* **TASK REQUIREMENTS**
Whenever the word "cloud" shows up in a line of the data, copy that line.

++++

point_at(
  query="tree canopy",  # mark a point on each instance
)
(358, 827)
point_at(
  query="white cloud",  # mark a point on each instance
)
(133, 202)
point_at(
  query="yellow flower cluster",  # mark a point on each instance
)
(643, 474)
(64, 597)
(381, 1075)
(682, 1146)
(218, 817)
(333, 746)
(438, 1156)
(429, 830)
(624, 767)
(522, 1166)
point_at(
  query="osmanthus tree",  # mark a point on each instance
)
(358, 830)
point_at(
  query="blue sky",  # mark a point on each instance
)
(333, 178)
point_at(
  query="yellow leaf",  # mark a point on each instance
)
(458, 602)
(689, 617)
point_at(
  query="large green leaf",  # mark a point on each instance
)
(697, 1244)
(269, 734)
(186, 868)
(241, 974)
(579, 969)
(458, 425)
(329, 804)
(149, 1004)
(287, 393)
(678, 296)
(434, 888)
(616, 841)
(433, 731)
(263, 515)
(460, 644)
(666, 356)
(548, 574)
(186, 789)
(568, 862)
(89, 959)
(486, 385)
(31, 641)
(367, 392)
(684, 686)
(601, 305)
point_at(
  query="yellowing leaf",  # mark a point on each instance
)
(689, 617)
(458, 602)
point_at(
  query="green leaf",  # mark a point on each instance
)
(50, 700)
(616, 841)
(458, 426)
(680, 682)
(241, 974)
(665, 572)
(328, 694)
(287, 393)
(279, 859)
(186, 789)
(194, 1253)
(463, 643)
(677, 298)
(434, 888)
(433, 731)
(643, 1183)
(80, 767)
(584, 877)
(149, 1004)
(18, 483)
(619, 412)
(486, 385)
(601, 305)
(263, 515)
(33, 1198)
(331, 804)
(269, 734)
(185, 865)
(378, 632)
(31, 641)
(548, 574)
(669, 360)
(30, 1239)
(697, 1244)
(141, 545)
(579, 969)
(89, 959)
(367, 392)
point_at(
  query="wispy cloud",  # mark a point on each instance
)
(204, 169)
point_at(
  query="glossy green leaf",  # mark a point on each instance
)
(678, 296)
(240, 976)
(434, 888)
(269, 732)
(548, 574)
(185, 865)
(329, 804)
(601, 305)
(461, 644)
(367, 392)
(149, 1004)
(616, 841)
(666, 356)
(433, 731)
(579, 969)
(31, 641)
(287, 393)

++++

* **ANSWER BOX**
  query="white cloud",  # mark a point on each instance
  query="wispy cloud",  # mark a point on each instance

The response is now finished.